**The exercise**
Copy all the material that follows, keeping every character the same.

--- --- ---

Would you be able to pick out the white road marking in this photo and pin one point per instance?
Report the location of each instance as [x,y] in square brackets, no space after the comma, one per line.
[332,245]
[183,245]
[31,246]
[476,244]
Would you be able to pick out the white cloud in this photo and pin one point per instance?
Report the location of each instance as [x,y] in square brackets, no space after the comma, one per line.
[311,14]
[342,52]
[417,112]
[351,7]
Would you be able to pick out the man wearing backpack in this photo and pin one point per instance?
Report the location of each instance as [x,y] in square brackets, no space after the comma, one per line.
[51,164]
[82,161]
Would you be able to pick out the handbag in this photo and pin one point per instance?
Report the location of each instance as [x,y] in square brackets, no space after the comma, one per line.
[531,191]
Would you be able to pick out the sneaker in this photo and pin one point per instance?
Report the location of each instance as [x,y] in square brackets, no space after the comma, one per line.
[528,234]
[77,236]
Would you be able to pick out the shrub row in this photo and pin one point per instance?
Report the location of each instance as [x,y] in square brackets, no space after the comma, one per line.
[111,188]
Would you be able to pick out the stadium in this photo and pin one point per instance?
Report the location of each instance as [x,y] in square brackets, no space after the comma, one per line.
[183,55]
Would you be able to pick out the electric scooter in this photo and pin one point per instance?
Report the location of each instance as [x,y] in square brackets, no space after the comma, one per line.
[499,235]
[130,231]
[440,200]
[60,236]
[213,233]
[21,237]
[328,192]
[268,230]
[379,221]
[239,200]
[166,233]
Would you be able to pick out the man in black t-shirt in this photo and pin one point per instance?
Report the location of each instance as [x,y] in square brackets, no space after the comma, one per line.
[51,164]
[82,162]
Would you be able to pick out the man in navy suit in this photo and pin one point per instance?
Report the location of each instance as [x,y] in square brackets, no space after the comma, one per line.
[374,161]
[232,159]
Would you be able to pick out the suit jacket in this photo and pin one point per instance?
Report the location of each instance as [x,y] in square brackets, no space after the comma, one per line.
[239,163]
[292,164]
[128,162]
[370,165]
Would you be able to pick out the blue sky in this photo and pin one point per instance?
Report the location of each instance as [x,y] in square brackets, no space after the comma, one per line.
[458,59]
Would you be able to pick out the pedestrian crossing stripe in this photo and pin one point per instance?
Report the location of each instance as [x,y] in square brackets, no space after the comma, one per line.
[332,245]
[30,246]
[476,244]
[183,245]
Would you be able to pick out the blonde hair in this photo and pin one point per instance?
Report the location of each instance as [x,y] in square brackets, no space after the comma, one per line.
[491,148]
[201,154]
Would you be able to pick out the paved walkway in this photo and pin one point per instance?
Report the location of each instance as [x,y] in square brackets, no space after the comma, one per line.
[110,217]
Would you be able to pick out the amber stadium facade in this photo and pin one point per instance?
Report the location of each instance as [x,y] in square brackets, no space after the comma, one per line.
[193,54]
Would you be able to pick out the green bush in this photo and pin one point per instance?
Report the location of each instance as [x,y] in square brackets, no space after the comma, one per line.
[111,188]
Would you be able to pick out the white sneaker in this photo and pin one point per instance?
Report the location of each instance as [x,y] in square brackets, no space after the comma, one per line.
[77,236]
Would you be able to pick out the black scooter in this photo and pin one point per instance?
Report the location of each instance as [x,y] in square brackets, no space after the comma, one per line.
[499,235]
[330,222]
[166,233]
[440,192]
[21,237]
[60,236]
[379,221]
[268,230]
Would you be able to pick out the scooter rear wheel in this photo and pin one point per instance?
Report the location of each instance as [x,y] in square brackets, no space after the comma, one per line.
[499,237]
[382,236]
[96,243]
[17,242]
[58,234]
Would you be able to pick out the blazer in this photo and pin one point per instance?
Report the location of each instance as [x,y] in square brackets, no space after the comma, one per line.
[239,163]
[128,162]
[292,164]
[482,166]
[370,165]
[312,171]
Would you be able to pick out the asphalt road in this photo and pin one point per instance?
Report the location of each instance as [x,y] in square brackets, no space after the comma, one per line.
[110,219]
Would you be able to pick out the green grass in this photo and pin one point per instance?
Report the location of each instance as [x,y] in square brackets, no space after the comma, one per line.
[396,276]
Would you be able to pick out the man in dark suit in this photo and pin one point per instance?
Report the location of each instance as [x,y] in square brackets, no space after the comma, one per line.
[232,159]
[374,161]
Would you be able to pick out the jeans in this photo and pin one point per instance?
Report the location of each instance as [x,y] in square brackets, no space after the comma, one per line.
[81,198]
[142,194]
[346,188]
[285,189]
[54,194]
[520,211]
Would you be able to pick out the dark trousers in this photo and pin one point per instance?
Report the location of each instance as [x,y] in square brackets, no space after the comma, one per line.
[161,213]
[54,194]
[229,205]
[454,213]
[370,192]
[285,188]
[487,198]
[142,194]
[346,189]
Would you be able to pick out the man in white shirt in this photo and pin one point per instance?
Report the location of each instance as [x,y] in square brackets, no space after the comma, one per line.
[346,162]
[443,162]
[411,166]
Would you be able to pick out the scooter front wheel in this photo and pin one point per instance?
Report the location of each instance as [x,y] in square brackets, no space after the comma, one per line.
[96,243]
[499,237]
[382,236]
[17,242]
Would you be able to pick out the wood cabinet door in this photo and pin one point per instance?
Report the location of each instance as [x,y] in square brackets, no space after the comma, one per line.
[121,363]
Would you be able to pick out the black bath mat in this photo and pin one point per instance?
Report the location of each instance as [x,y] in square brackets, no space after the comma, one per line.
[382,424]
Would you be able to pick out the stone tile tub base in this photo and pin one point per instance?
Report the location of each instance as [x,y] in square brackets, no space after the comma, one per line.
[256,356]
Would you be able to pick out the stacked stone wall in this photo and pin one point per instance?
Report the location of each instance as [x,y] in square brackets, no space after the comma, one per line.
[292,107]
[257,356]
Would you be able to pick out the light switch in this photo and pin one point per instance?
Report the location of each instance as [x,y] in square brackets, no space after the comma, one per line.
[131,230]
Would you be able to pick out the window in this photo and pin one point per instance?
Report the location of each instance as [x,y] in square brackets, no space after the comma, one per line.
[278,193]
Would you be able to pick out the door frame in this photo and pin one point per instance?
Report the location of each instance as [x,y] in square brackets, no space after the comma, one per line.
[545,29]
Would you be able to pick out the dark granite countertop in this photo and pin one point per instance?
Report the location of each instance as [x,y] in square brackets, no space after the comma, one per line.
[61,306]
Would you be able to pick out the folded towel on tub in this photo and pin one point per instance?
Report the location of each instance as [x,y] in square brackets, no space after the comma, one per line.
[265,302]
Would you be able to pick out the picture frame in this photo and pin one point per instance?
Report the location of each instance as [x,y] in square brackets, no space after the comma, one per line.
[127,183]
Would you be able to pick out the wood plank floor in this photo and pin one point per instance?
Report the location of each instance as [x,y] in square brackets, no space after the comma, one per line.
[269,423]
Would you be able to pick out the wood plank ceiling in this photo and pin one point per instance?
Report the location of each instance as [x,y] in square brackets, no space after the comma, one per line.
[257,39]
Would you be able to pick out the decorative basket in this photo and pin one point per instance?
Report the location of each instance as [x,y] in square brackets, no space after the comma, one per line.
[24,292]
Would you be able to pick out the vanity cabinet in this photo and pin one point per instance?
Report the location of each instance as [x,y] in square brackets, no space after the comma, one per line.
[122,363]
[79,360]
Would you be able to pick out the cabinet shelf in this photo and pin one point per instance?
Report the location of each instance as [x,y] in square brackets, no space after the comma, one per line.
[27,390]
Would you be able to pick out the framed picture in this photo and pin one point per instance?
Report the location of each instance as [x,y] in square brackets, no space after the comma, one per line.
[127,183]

--- --- ---

**Worked answer**
Would you be able to pick out the white road marking in this photo and pin one point per instance?
Report the location of each instance as [x,y] in square brackets, no space after the comma, one per line.
[332,245]
[183,245]
[31,246]
[476,244]
Would you be able to pick out the white cloud in this photo and pin one point per instance?
Report the location of each instance as [x,y] in square brackets, no space after the comma, one per line.
[311,14]
[342,52]
[417,112]
[351,7]
Would you be able to pick out the man wearing backpack in this photo and pin one point per instance?
Report the location of each instance as [x,y] in square brackets, no space after the comma, one per line.
[51,164]
[82,161]
Would you be able to pick out the handbag in this photo and pin one point per instance?
Report the location of each instance as [x,y] in square brackets, no space after the comma, one per line.
[531,191]
Would you be able to pick out the sneaker in this photo and pin one point per instance?
Report the location of each instance as [x,y] in square brackets, no space after the comma, one per line.
[528,234]
[77,236]
Would you be able to pick out the shrub row in this photo and pin one point per instance?
Report the location of each instance as [x,y] in square brackets, no space after the comma, one per line.
[111,188]
Would you be able to pick out the stadium in this photo and pin one point per instance?
Report the location of each instance as [x,y] in square brackets, no space after the comma, one per line.
[183,55]
Would you be able to pick out the electric scooter in this photo and pin one point per instance?
Report the location of each instance as [x,y] in square brackets, no space after the comma, one per line.
[499,235]
[130,231]
[440,200]
[60,236]
[213,233]
[21,237]
[328,192]
[268,230]
[379,221]
[239,200]
[166,233]
Would you be able to pick out the man in black t-shirt in this photo and pin one point per instance?
Report the location of each instance as [x,y] in square brackets, no space after the comma, one per line.
[51,164]
[82,162]
Would you be able to pick out the man in navy suit in this photo and pin one point per instance?
Report the location of each instance as [x,y] in square brackets, no space after the comma, one per line.
[374,161]
[232,159]
Would you be able to pick out the suit jacket in this photo and pin one point per instance?
Report the location of each instance as [x,y] in square brackets, no space after the comma, one per line.
[239,163]
[292,164]
[128,162]
[370,165]
Would you be able to pick out the blue sky in this photo and pin one point per instance?
Report the location of each instance as [x,y] in square brackets, no space after the comma, one per line.
[458,59]
Would you be able to pick out the pedestrian crossing stripe in this photo and pin one point per instance?
Report the location of each instance as [x,y] in square brackets, no space after the comma, one per line.
[332,245]
[30,246]
[476,244]
[183,245]
Would you be able to pick out the blonde hair in this photo and pin one point per instance?
Report the location of each instance as [x,y] in square brackets, no space after the comma, one per line.
[491,148]
[201,154]
Would you be able to pick out the paved walkway in this photo and pin one point per instance?
Report the location of each instance as [x,y] in square brackets, no space after the comma, one per line.
[110,217]
Would you be able to pick out the amber stadium facade in this photo and pin one point per instance?
Report the location of each instance as [x,y] in square brackets, no space after the comma, one per line.
[193,54]
Would you be able to pick out the green bush in this photo and pin one point per instance?
Report the location of each instance as [x,y] in square brackets, no space after the comma, one per line.
[111,188]
Would you be able to pick out the white sneaker in this photo and pin one point per instance?
Report the location of each instance as [x,y] in square brackets, no space after the comma, one per line.
[77,236]
Would you be able to pick out the black scooter in this photo and pin one point per instance?
Report the location of each instance as [x,y] in square brackets, no space after the comma, one per line.
[499,235]
[330,222]
[166,233]
[440,192]
[21,237]
[60,236]
[379,221]
[268,230]
Would you be able to pick out the scooter rear wheel in this photo and pin one point per instance?
Report the location of each instance as [x,y] in square brackets, no space after the comma, one per line.
[499,237]
[382,236]
[96,243]
[17,242]
[58,234]
Would you be able to pick out the blazer in this photo and pin one point per instance?
Report the location of each instance as [x,y] in square brackets, no space after the comma, one per line.
[239,163]
[128,162]
[292,164]
[482,166]
[370,165]
[312,171]
Would you be able to pick out the asphalt road in this photo and pin one point per instance?
Report the location of each instance as [x,y] in square brackets, no space after the comma, one per line.
[110,219]
Would you be able to pick out the green grass in this photo and pin one point per instance?
Report the location of each instance as [x,y] in square brackets, no space after the comma, one per line.
[396,276]
Would you be able to pick out the man in dark suit in this photo and pin one point per instance?
Report the location of each instance as [x,y] in square brackets, no space after the comma, one per line.
[232,159]
[374,161]
Would you be able to pick out the jeans in this photo and pin one point per instance?
Report the location of each instance as [x,y] in square brackets, no space after the comma, one per line.
[81,198]
[142,194]
[346,188]
[285,189]
[54,194]
[520,211]
Would you be able to pick out the dark trousers in this photo and pin one point per instance?
Report the location of each instance as [x,y] in square brackets, no space after the comma, one per line.
[161,213]
[54,194]
[229,205]
[454,213]
[370,192]
[285,188]
[487,198]
[142,194]
[346,189]
Would you be able to pick out the man in white shirt in this photo and pin one point per instance?
Report the location of each instance as [x,y] in square brackets, no space after the comma, one per line.
[346,162]
[443,162]
[411,166]
Would you be able to pick out the scooter front wheel in this photo and pin one point per instance?
Report the location of each instance as [x,y] in square brackets, no space after the comma, one per line.
[96,243]
[499,237]
[382,236]
[17,242]
Would you be able to pick out the wood cabinet door in this photo and pin one point per instance?
Report the location of each instance as [x,y] in square brackets, no space after the comma, one per line.
[121,363]
Would you be able to pick out the black bath mat in this photo and pin one point per instance?
Report the location of each instance as [x,y] in square brackets, no space after the comma, one per line.
[382,424]
Would you be able to pick out the stone tile tub base in this photo and pin one point per instance?
Report the location of each instance as [x,y] in square brackets, no space after the comma, one per line.
[256,356]
Would you be able to pick out the stacked stone wall in this photo and pin one point per instance?
Report the location of each instance as [x,y] in square brackets, no space after the comma, one per line.
[292,107]
[257,356]
Would you be able to pick out the light switch in this photo and pin one point per instance?
Report the location of each instance as [x,y] in square brackets, no space after the comma, one per line.
[131,230]
Would you be able to pick out the window in this photo and pin one point per instance?
Report the location of each instance as [x,y] in square brackets, no space after the comma, one per line.
[278,193]
Would you be able to pick out the door frame in this photo and pin one point per instance?
Report the location of each instance as [x,y] in square brackets, no space after the comma, one per line.
[545,29]
Would you be able to pick out the dark granite countertop in this photo and pin one point per instance?
Report the location of each instance as [x,y] in square brackets, no space after the comma, one per line.
[61,306]
Would you be able to pick out the folded towel on tub in this photo and pin one point per instance?
Report the location of each instance as [x,y] in square brackets, no space after the comma, one per line.
[265,302]
Would you be able to pick out the picture frame in this photo and pin one point per instance?
Report the location of each instance as [x,y] in square brackets, no space after the comma, one per line.
[127,183]
Would you be able to pick out the wood plank floor in this photo and pin one point per instance?
Report the location of each instance as [x,y] in square brackets, no space after the comma, one per line.
[269,423]
Would you be able to pick out the wood plank ceiling in this photo and pin one point per instance?
Report the location of each instance as [x,y] in square brackets, no space after the comma, one per line.
[257,39]
Would you be able to pick out the decorative basket in this photo and pin one point per instance?
Report the location of each instance as [x,y] in square brackets, no space after the comma, one per line.
[24,292]
Would you be able to pick out the vanity cabinet in this photo and pin one point per instance?
Report the location of each instance as [x,y] in square brackets, no space after the comma, one per line.
[122,363]
[79,360]
Would you be able to pick out the cabinet shelf in this photo and pin one point per instance?
Report the location of each instance as [x,y] in square brackets, no space after the comma, one per line.
[27,390]
Would you be able to pick out the framed picture in this photo and pin one point per instance?
Report the location of each instance as [x,y] in square brackets, no space after the comma, one per line.
[127,183]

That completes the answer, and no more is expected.